Tarefa proposta 1: Extraia dos registros, sem nenhuma alteração, o trecho que vai da linha que contém "the wheel arch." até a linha que contém "column 732, row 111", com as duas incluídas. Deixe as imagens fora da resposta.
##### Documento
Eu gosto muito de me reconhecer em minhas filhas e, ao mesmo tempo, sentir que elas fazem o máximo para serem diferentes de mim. Mesmo quando essas atitudes me deixam nervosa, elas parecem positivas. Não se passou um dia sem que elas me dissessem, de modo mais ou menos sutil, que eu pertenço ao passado. Não se passou um dia sem que elas observassem que o que eu estava dizendo era banal e fora de sincronia com o presente, que é a especialidade delas. Nem um dia se passou sem que elas pusessem em competição sua inteligência contra a minha, e o objetivo é sempre o mesmo: fazer com que eu saiba que devo ficar calada. Sem falar em todas as vezes em que eu tive problemas com o computador ou algum aparelho eletrônico, elas intervieram para me lembrar de que eu pertencia à era da caneta-tinteiro e do orelhão.

Eu olho para elas e, às vezes com satisfação, outras alarmada, vejo eu mesma em seus corpos, em seus tons de voz. Partes minhas vêm à tona por alguns segundos, e eu mal tenho tempo de reconhece-las, quando como, em uma página que você acabou de escrever, percebe lampejos da tradição literária por trás de você. Elas, naturalmente, não notam, e isso é bom. Espero que elas tenham o máximo de tempo possível para se declararem milagrosamente novas e prontas, para que possam me ensinar uma coisa ou duas. Eu também me sentia diferente de minha mãe e afastei sua geração para dar lugar à minha. A crueldade das últimas chegadas, quando elas sentiram que eram as primeiras a vir ao mundo, é necessária.
##########
Tarefa proposta 2: Escreva a continuação do texto sobre a mãe e suas filhas a partir do ponto em que ele termina.
##### Dados brutos
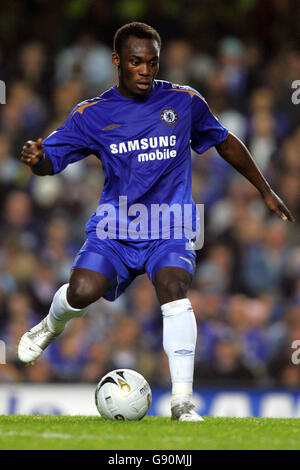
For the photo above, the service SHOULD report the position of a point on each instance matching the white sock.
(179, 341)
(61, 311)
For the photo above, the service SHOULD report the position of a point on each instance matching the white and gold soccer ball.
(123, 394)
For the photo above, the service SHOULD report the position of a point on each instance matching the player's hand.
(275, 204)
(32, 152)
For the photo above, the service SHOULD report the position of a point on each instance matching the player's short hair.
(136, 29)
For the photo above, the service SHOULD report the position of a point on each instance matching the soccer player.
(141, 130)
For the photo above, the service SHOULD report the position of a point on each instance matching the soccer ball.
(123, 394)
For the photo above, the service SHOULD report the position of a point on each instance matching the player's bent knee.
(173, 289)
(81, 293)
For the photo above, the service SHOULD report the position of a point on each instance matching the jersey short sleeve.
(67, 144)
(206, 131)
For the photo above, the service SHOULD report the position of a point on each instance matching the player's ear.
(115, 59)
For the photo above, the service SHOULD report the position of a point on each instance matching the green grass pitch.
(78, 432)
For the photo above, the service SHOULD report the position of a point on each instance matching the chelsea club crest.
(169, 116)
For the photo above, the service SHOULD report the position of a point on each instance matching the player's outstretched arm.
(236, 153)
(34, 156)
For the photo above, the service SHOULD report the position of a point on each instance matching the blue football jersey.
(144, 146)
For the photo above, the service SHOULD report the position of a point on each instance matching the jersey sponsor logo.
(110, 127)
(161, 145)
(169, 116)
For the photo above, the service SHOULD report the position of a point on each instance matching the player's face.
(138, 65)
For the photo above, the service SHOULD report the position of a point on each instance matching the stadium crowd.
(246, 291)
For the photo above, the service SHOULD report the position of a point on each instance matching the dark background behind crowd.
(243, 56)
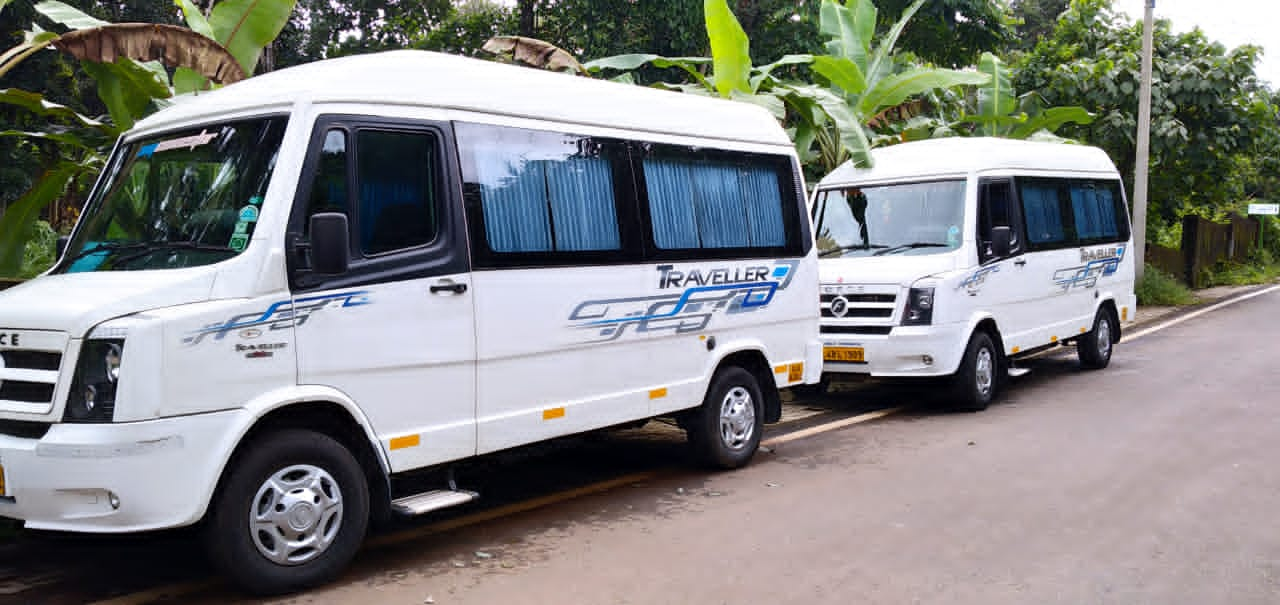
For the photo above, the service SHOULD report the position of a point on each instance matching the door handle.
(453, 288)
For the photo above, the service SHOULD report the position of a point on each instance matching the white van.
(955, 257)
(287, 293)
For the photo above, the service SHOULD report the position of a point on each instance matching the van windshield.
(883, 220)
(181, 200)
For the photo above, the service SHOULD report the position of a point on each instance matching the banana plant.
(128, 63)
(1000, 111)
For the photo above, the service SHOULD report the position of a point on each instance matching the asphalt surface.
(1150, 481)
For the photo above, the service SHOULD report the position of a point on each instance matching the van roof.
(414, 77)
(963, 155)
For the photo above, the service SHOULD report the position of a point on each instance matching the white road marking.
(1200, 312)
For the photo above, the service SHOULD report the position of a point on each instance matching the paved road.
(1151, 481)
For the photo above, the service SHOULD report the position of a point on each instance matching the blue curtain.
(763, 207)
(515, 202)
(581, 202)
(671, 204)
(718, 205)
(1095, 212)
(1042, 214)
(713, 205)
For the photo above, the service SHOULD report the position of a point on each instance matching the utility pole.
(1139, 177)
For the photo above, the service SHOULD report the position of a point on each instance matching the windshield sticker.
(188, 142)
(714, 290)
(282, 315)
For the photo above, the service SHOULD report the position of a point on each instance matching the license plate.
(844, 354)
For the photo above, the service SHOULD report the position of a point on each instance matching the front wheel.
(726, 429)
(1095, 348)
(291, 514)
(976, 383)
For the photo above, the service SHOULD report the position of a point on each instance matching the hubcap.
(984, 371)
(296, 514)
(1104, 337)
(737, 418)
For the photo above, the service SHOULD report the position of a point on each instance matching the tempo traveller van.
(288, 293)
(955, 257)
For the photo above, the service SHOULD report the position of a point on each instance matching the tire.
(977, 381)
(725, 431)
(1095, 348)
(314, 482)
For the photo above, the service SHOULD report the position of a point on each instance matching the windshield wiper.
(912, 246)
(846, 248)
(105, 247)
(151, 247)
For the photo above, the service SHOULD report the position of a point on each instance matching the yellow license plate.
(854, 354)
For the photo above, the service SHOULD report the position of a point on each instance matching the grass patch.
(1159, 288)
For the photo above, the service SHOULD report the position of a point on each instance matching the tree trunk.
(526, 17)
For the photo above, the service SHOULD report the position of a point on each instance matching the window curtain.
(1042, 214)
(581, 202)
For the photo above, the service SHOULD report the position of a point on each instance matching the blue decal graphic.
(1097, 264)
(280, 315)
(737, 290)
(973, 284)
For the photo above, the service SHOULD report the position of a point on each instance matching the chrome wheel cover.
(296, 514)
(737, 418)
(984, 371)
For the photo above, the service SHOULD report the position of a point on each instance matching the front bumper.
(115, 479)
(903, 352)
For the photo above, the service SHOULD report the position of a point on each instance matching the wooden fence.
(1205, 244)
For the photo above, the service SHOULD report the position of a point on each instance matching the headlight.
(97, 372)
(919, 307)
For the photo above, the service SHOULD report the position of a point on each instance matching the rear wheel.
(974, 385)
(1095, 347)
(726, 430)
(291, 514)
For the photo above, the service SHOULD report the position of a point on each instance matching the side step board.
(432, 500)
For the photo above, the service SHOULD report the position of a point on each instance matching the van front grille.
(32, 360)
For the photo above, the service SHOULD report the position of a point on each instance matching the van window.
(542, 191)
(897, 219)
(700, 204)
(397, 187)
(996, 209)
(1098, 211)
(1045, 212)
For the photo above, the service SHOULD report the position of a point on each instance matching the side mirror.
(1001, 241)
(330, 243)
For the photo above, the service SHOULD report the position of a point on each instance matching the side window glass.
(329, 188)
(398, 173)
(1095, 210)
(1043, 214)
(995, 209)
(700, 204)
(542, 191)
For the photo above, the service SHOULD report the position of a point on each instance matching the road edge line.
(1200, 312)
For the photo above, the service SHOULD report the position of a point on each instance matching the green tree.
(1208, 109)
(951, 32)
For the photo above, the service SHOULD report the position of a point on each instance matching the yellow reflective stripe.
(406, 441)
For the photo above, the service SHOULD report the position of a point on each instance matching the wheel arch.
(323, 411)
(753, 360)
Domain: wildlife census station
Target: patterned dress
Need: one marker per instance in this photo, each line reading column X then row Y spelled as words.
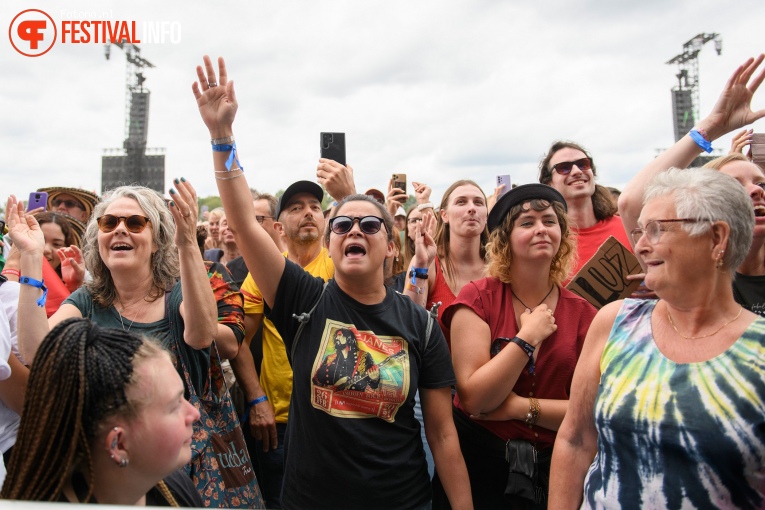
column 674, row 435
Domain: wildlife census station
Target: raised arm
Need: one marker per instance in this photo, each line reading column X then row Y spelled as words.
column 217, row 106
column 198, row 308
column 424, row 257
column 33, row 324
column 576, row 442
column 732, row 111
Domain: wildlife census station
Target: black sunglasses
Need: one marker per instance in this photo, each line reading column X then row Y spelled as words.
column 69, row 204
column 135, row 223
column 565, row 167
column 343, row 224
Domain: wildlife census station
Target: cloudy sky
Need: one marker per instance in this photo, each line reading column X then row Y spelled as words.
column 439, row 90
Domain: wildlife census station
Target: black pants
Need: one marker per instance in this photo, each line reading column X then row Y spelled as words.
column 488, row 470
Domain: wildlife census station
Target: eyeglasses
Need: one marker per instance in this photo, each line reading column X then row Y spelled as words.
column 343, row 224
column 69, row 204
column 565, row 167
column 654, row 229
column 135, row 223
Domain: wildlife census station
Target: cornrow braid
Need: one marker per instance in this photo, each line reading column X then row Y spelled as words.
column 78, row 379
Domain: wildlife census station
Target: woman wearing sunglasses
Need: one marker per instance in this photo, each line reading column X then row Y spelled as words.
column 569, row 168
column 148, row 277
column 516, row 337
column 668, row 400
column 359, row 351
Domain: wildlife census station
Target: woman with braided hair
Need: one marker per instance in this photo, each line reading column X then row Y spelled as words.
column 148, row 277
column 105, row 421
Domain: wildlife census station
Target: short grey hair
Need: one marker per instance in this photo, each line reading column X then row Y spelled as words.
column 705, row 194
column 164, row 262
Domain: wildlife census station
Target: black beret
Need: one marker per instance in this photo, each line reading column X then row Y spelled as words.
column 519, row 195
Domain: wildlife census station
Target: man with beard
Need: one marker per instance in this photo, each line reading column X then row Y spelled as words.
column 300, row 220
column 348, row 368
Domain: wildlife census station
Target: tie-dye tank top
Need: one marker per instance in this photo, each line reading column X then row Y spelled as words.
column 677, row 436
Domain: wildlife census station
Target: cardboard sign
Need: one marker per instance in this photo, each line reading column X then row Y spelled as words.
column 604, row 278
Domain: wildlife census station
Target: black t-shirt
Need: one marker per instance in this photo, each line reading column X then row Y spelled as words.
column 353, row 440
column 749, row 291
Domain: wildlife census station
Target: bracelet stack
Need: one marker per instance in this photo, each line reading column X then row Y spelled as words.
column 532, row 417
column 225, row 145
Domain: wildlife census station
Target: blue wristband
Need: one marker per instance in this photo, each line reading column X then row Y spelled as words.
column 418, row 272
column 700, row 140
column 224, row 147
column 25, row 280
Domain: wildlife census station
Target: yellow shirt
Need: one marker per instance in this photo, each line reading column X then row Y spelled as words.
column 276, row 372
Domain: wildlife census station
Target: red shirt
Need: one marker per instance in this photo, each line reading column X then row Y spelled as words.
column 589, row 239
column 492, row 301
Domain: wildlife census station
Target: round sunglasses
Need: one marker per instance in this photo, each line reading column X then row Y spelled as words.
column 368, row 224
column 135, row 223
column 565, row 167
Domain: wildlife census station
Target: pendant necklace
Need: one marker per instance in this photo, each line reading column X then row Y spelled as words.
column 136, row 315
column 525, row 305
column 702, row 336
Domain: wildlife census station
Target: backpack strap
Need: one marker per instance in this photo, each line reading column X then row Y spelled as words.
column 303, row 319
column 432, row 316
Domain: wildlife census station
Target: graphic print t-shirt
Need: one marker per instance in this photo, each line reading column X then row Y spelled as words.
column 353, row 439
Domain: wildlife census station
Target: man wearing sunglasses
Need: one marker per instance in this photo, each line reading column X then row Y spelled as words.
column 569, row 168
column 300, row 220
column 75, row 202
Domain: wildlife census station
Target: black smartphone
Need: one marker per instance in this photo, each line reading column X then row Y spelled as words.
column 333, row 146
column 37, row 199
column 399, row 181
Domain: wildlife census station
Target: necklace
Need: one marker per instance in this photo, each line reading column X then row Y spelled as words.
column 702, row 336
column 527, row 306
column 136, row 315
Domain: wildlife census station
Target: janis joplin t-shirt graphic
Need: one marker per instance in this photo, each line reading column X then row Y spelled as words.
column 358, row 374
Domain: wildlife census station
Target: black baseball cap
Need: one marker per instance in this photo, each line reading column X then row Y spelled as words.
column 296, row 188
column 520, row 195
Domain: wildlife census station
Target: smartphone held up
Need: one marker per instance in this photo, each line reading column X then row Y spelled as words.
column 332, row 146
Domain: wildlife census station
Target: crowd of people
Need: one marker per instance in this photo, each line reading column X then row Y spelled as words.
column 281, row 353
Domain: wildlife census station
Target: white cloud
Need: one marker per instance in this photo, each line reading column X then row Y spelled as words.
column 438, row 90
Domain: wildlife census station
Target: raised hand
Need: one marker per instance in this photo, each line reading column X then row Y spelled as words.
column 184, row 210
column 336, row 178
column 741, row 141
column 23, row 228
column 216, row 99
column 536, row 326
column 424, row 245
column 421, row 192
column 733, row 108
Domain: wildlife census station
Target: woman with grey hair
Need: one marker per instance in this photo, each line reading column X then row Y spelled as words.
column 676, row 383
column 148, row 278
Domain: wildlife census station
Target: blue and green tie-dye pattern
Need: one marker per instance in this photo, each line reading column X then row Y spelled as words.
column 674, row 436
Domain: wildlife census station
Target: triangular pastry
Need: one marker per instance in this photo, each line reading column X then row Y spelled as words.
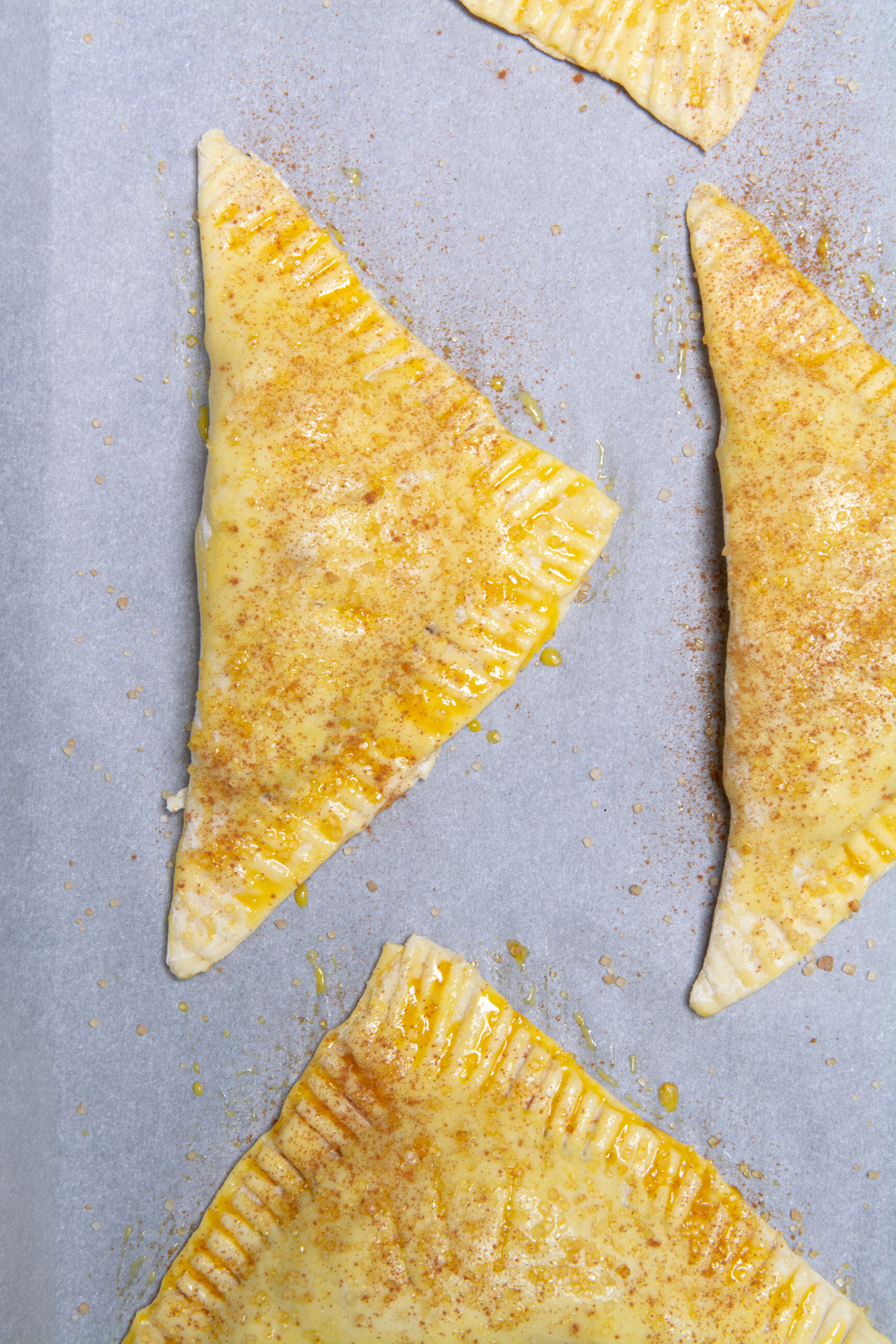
##########
Resultado do exercício 1:
For the photo above, the service SHOULD report the position of a point on each instance matching the wheel arch.
(323, 411)
(753, 360)
Domain: wildlife census station
Target: patterned dress
Need: one marker per instance in this photo, each line reading column X then row Y spelled as words.
column 674, row 435
Domain: wildlife census station
Target: raised arm
Need: one marker per instance in this photo, each line reading column X then row Y spelled as words.
column 217, row 106
column 198, row 308
column 424, row 257
column 33, row 324
column 576, row 442
column 732, row 111

Resultado do exercício 2:
Eu temo enormemente a geração que não deixa, orgulhosamente, seus pais para trás. Mas também estou assustada por aqueles que, aos 20, deixam os pais para trás para seguir as tradições de seus avós ou tataravós. Eu não entendo os jovem que querem substituir o mundo de hoje pela era de ouro, quando todo mundo sabia seu lugar, isto é, em uma ordem baseada em hierarquias sexistas e racistas. De vez em quando, especialmente quando eles se declaram fascistas, eles nem se parecem com gente jovem, e eu me inclino a trata-los com mais dureza do que as pessoas mais velhas que os inspiraram. Sonhar com o retorno ao passado é a negação da juventude, e me entristece descobrir que mulheres jovens, também, sonham esses sonhos.

Eu amo pessoas jovens que lutam para dar à sua época uma nova forma e exigem uma vida melhor para a humanidade. Eu espero que minhas filhas permaneçam nesse caminho por um longo tempo. Então — é a ordem natural das coisas — quando envelhecerem, elas me descobrirão em seu interior, percebendo detalhes físicos, traços de personalidade, pensamentos, e vão aprender a me dar as boas-vindas, dar lugar a mim. Como aconteceu com minha mãe e eu, elas descobriram que, mesmo admitindo que são um pouco como eu, elas continuarão a ser elas mesmas. Na verdade, elas serão elas mesmas mais plenamente, com mais autonomia.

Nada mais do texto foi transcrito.